Object position labeling entries
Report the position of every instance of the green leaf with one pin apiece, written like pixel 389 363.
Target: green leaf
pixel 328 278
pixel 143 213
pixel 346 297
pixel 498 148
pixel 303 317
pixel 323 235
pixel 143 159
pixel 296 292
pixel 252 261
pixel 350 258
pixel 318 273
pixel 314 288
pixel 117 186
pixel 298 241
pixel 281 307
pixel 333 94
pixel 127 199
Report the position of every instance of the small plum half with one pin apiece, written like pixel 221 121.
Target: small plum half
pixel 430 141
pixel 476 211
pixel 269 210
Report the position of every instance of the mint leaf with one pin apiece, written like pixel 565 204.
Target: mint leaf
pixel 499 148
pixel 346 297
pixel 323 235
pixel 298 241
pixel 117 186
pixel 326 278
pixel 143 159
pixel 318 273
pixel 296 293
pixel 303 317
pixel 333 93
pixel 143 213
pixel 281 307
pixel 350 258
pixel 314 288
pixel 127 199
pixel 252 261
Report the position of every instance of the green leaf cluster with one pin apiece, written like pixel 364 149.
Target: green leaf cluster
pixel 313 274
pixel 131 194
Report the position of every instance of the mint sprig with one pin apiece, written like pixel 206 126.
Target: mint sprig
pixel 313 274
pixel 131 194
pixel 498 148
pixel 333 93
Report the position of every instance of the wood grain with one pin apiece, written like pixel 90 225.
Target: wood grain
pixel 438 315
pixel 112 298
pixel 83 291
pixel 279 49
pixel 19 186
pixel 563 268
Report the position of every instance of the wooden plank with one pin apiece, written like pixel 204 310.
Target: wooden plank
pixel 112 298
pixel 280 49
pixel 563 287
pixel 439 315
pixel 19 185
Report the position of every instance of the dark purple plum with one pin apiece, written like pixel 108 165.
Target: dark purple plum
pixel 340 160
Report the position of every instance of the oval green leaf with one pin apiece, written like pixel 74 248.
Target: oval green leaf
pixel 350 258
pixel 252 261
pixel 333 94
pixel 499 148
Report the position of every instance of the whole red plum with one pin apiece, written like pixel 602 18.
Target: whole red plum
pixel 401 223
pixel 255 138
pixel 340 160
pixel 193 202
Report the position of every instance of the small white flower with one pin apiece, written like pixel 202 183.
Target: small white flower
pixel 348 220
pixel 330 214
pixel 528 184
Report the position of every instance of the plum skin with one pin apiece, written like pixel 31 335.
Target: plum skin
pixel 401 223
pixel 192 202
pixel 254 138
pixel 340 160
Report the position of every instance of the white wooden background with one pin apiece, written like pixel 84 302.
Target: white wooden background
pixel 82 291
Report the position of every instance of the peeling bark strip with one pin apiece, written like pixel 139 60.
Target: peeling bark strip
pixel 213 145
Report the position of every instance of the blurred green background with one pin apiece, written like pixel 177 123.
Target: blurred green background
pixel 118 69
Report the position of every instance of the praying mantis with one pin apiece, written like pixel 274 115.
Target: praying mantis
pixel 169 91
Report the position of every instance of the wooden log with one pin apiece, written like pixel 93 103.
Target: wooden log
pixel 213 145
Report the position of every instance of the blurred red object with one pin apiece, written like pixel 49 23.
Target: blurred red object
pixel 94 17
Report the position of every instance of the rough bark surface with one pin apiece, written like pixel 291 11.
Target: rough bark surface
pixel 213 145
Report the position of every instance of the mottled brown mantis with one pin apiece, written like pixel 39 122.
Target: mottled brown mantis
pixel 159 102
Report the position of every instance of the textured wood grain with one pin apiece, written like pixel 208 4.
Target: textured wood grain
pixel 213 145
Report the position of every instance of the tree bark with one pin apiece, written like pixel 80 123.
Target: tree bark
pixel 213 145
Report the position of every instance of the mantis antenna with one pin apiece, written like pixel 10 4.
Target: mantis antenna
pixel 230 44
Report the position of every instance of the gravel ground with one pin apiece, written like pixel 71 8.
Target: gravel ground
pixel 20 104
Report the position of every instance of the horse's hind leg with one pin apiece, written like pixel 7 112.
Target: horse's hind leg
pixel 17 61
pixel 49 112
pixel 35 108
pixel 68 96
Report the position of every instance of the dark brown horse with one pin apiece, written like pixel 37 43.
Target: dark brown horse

• **PROBLEM DETAILS**
Recast every line of the material above as a JSON list of strings, with one string per line and blank lines omitted.

• **COMPLETED EXERCISE**
[
  "Report the position of every instance of the green leaf with one pin apiece, written like pixel 389 363.",
  "Target: green leaf",
  "pixel 328 278",
  "pixel 143 213",
  "pixel 346 297",
  "pixel 498 148",
  "pixel 303 317",
  "pixel 323 235",
  "pixel 143 159",
  "pixel 296 292",
  "pixel 252 261",
  "pixel 350 258",
  "pixel 318 273",
  "pixel 314 288",
  "pixel 117 186",
  "pixel 298 241",
  "pixel 281 307",
  "pixel 333 94",
  "pixel 127 199",
  "Report the position of every instance of the small plum half with one pin apiece, written like pixel 221 121.",
  "Target: small plum half",
  "pixel 430 141",
  "pixel 476 211",
  "pixel 269 210",
  "Report the position of every instance of the mint leaf with one pin apiece, written like pixel 565 204.",
  "Target: mint leaf",
  "pixel 499 148",
  "pixel 346 297",
  "pixel 323 235",
  "pixel 298 241",
  "pixel 117 186",
  "pixel 326 278",
  "pixel 143 159",
  "pixel 318 273",
  "pixel 296 293",
  "pixel 303 317",
  "pixel 333 93",
  "pixel 143 213",
  "pixel 281 307",
  "pixel 350 258",
  "pixel 314 288",
  "pixel 127 199",
  "pixel 252 261",
  "Report the position of every instance of the green leaf cluster with one pin apiece, written like pixel 364 149.",
  "Target: green leaf cluster",
  "pixel 313 274",
  "pixel 131 194",
  "Report the position of every instance of the mint sprig with one pin apiece, written like pixel 206 126.",
  "Target: mint sprig",
  "pixel 313 274",
  "pixel 131 194",
  "pixel 498 148",
  "pixel 333 93",
  "Report the position of every instance of the wood grain with one pin apiece, written like pixel 90 225.",
  "Target: wood grain",
  "pixel 438 315",
  "pixel 112 298",
  "pixel 83 291",
  "pixel 279 49",
  "pixel 19 186",
  "pixel 563 268",
  "Report the position of every instance of the wooden plank with one pin apiece, written like pixel 204 310.",
  "Target: wooden plank",
  "pixel 112 298",
  "pixel 280 49",
  "pixel 563 287",
  "pixel 439 315",
  "pixel 19 185",
  "Report the position of every instance of the dark purple plum with one pin apiece, written like pixel 108 165.",
  "Target: dark purple plum",
  "pixel 340 160",
  "Report the position of every instance of the oval green leaf with one pin apiece, written like pixel 74 248.",
  "Target: oval green leaf",
  "pixel 350 258",
  "pixel 252 261",
  "pixel 333 94",
  "pixel 499 148",
  "Report the position of every instance of the whole red plum with one pin apiece, written like pixel 602 18.",
  "Target: whole red plum",
  "pixel 401 223",
  "pixel 255 138",
  "pixel 340 160",
  "pixel 193 202",
  "Report the position of every instance of the small white flower with one pin apiece, written like pixel 202 183.",
  "Target: small white flower",
  "pixel 348 220",
  "pixel 330 214",
  "pixel 528 184",
  "Report the position of every instance of the plum skin with one pin apiece, written like pixel 31 335.",
  "Target: plum skin",
  "pixel 401 223",
  "pixel 192 202",
  "pixel 254 138",
  "pixel 340 160",
  "Report the position of every instance of the white wooden background with one pin apiece, written like pixel 84 302.",
  "Target: white wooden background",
  "pixel 82 291",
  "Report the position of every instance of the peeling bark strip with one pin apiece, written like pixel 139 60.",
  "Target: peeling bark strip",
  "pixel 213 145",
  "Report the position of every instance of the blurred green background with one pin apiece, written like pixel 177 123.",
  "Target: blurred green background",
  "pixel 118 69",
  "Report the position of every instance of the praying mantis with one pin apiece, written like pixel 274 115.",
  "Target: praying mantis",
  "pixel 169 91",
  "Report the position of every instance of the wooden log with one pin apiece, written like pixel 93 103.",
  "Target: wooden log",
  "pixel 213 145",
  "Report the position of every instance of the blurred red object with one pin apiece, written like pixel 49 23.",
  "Target: blurred red object",
  "pixel 94 17",
  "Report the position of every instance of the rough bark surface with one pin apiece, written like pixel 291 11.",
  "Target: rough bark surface",
  "pixel 213 145",
  "Report the position of every instance of the mottled brown mantis with one pin apiece, written like pixel 39 122.",
  "Target: mottled brown mantis",
  "pixel 159 102",
  "Report the position of every instance of the textured wood grain with one pin apiece, written like pixel 208 4.",
  "Target: textured wood grain",
  "pixel 213 145",
  "Report the position of every instance of the tree bark with one pin apiece, written like pixel 80 123.",
  "Target: tree bark",
  "pixel 213 145",
  "Report the position of every instance of the mantis antenna with one pin apiece, written like pixel 10 4.",
  "Target: mantis antenna",
  "pixel 230 44",
  "Report the position of every instance of the gravel ground with one pin apiece, written like pixel 71 8.",
  "Target: gravel ground",
  "pixel 20 104",
  "Report the position of every instance of the horse's hind leg with one pin apiece, written like pixel 7 112.",
  "Target: horse's hind leg",
  "pixel 17 61",
  "pixel 49 112",
  "pixel 35 108",
  "pixel 68 96",
  "Report the position of every instance of the dark brown horse with one pin apiece, written like pixel 37 43.",
  "Target: dark brown horse"
]